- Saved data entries
%%

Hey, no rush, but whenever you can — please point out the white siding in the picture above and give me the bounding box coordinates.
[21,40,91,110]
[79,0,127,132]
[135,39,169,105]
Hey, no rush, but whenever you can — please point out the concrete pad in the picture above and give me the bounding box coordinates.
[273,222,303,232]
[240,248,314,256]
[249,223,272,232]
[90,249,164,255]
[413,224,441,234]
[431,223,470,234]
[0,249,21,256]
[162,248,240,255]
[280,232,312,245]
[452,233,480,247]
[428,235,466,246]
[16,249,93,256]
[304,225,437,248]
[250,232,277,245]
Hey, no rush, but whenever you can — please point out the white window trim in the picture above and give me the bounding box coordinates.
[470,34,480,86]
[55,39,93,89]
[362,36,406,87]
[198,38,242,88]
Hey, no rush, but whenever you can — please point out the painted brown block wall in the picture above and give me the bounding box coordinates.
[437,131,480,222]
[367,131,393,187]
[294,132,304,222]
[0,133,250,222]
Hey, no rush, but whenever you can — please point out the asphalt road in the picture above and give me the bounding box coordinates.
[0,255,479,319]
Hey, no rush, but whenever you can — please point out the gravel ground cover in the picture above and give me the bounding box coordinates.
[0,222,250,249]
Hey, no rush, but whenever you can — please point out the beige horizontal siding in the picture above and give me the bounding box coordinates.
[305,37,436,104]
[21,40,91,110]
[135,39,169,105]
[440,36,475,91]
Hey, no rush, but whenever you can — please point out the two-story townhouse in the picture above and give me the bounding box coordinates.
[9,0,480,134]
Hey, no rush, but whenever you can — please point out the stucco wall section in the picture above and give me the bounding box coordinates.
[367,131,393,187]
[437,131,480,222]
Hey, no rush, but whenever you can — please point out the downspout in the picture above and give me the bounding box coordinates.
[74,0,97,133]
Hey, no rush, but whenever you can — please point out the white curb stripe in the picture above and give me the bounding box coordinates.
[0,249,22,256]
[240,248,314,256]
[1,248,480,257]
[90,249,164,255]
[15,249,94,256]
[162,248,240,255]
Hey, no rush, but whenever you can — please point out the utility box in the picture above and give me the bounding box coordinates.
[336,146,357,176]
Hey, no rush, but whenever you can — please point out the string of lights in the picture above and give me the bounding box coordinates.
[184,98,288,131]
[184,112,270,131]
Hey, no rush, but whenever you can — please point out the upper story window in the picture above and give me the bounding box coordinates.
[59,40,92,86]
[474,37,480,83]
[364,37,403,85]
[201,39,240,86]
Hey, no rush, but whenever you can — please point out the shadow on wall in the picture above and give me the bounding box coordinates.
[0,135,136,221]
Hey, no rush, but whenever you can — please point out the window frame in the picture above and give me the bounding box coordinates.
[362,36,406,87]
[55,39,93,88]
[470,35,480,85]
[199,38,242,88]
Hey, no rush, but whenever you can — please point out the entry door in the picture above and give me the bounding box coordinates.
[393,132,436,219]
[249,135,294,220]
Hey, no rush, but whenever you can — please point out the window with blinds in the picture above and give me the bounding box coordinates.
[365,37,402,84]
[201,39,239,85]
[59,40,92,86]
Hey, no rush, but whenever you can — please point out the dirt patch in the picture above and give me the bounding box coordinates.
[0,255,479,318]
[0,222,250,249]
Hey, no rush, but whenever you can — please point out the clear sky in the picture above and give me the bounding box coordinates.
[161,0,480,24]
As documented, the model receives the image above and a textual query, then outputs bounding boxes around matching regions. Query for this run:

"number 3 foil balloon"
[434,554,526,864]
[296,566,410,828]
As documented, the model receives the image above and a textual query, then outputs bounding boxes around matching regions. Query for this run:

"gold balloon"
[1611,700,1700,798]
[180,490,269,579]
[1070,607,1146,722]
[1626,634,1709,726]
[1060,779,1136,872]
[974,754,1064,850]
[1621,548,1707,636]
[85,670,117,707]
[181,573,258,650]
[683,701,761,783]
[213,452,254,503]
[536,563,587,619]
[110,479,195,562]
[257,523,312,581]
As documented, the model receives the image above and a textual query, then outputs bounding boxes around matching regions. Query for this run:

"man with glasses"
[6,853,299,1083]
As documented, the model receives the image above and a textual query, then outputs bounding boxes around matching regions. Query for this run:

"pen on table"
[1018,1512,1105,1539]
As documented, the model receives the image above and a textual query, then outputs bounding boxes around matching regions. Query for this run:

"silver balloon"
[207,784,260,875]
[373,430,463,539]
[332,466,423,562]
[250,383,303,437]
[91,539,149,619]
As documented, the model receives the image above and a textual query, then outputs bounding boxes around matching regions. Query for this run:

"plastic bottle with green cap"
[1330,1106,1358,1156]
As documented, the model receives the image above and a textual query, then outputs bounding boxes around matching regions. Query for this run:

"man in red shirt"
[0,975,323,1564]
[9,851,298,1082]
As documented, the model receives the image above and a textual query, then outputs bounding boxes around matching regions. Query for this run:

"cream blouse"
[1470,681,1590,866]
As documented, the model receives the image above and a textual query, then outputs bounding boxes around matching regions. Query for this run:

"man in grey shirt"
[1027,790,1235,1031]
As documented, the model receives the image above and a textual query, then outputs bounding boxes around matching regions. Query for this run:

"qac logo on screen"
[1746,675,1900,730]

%%

- The problem
Copy each record from above without leaving any out.

- Reply
Hey, no rush, but whenever you can — please point out the white siding in the picture above and give me the bounding box coordinates.
[21,40,91,110]
[79,0,127,132]
[135,39,169,105]
Hey, no rush, but whenever you can — please point out the concrete pad in the picture above and give me the bounding box coordinates.
[273,222,303,232]
[240,248,314,256]
[249,223,272,232]
[90,249,164,255]
[413,224,441,234]
[431,223,470,234]
[0,249,21,256]
[162,248,240,255]
[280,232,312,245]
[452,233,480,247]
[428,235,466,246]
[16,249,93,256]
[304,225,437,248]
[250,232,277,245]
Hey, no rush, but whenever you can — please point out the white window trim in the picture above and give me the bounding box coordinates.
[470,34,480,86]
[55,39,93,89]
[362,36,406,87]
[198,38,242,88]
Hey, no rush, but whenever you can — please point out the painted brown block wall in the picture above and give me the bounding box coordinates.
[437,131,480,222]
[367,131,393,187]
[294,132,304,222]
[0,133,250,222]
Hey, no rush, but whenever you can — please point out the asphalt road in the picture above and give me the bounding box coordinates.
[0,255,479,319]
Hey, no rush, but whenever you can — please point out the gravel ground cover in the picture above and give me the bounding box coordinates.
[0,222,250,249]
Hey, no rush, but whenever you can — please point out the beige horizontal siding in the picture above and give me the bounding box coordinates.
[305,37,436,104]
[21,40,91,110]
[135,39,169,105]
[440,36,475,91]
Hey, no rush, but whenever you can — please point out the two-story townhouse in the picture above and give me the bounding box coordinates.
[9,0,480,134]
Hey, no rush, but whenever you can — please point out the stucco wall section in the picture above and give me the bounding box coordinates.
[367,131,393,187]
[437,131,480,222]
Hey, no rush, but whenever you can — please point out the downspout in the picture above and give me the bounding box coordinates.
[74,0,97,133]
Hey, no rush, but whenever you can — please point out the white curb stripe in the picture above and give me the bounding box coordinates.
[0,249,22,256]
[240,248,314,256]
[1,248,480,257]
[90,249,164,255]
[15,249,94,256]
[162,248,240,255]
Hey, no rush, but whenever you can — please point out the utility box in the picture above and give me the bounding box coordinates.
[336,146,357,176]
Hey, no rush, but whenever you can — please point out the string of lights in the picture above and give me the bounding box coordinates.
[184,98,288,131]
[184,112,270,131]
Hey, no rush, but whenever you can — please point out the upper story window in the picture above and give me the bounding box coordinates.
[59,40,92,86]
[474,37,480,83]
[364,37,403,85]
[201,39,240,86]
Hey, no rush, but whenever you can — please point out the shadow on wall in the picture above and give me the bounding box coordinates.
[0,135,136,221]
Hey, no rush, but whenever you can — please point out the window frame in the picture above and give me the bounding box coordinates.
[362,36,406,87]
[55,39,93,88]
[470,35,480,85]
[199,38,242,88]
Hey, no rush, but whenever you can — please point out the entry door in the picture above and give me the bounding box coordinates.
[393,132,436,219]
[249,135,294,220]
Hey, no rush, but whenever you can — please point out the window with blinds in the picture above and give me the bounding box coordinates.
[365,37,402,84]
[201,39,239,85]
[59,40,92,86]
Hey, no rush, but whenever you can — please point out the dirt patch in the picture above and give me the bounding box coordinates.
[0,255,479,318]
[0,222,250,249]
Hey, no rush, but whenever you can — please point out the clear sky in the picture above and give me the bounding box coordinates.
[161,0,480,24]
As documented, the model receives the image above and a textual query, then outputs bounding boxes around matching regions. Query for this run:

"number 3 foil balloon"
[434,554,526,864]
[296,566,410,828]
As documented, the model receives the image above and a textual query, then outputs bounding boxes around matching regions. Query for this run:

"gold balloon"
[1611,700,1700,798]
[180,490,269,579]
[1070,607,1146,722]
[1626,634,1709,726]
[1060,779,1136,872]
[974,754,1064,850]
[1621,548,1707,636]
[85,670,117,707]
[181,573,258,650]
[683,701,761,783]
[213,452,254,503]
[536,563,587,619]
[110,479,195,562]
[257,523,312,581]
As documented, the model receives the image above and a textual query, then outputs bounding boxes around matching regions. Query for this run:

"man with glasses"
[6,853,299,1083]
As documented, the model receives the image above and a textual query, then outputs bounding boxes around matching regions. Query for this run:

"pen on table"
[1018,1512,1105,1539]
As documented, the model receives the image above and a textual query, then outputs bounding boxes around matching regions. Query for this run:

"silver balloon"
[207,784,260,875]
[373,430,463,539]
[332,466,423,562]
[250,383,303,437]
[91,539,149,619]
As documented, the model receives the image above and a textual query, then outputs bounding boxes around matching regions. Query for this run:

"plastic bottle with green cap"
[1330,1106,1358,1156]
As documented, the model receives the image above and a textual query, then outputs bounding boxes around matching regions. Query for this run:

"man in red shirt"
[0,975,323,1564]
[9,851,298,1082]
As documented, the model receives the image above and a textual query, then outputs bounding boxes around matching regions. Query for this run:

"cream blouse"
[1470,681,1590,866]
As documented, the model receives the image above and a textual query, then outputs bounding boxes around matching regions. Query for this run:

"man in grey shirt"
[1027,790,1235,1031]
As documented, the model receives the image above and a textual query, then outputs bounding boxes around matching regions. Query for this run:

"qac logo on screen"
[1746,675,1900,730]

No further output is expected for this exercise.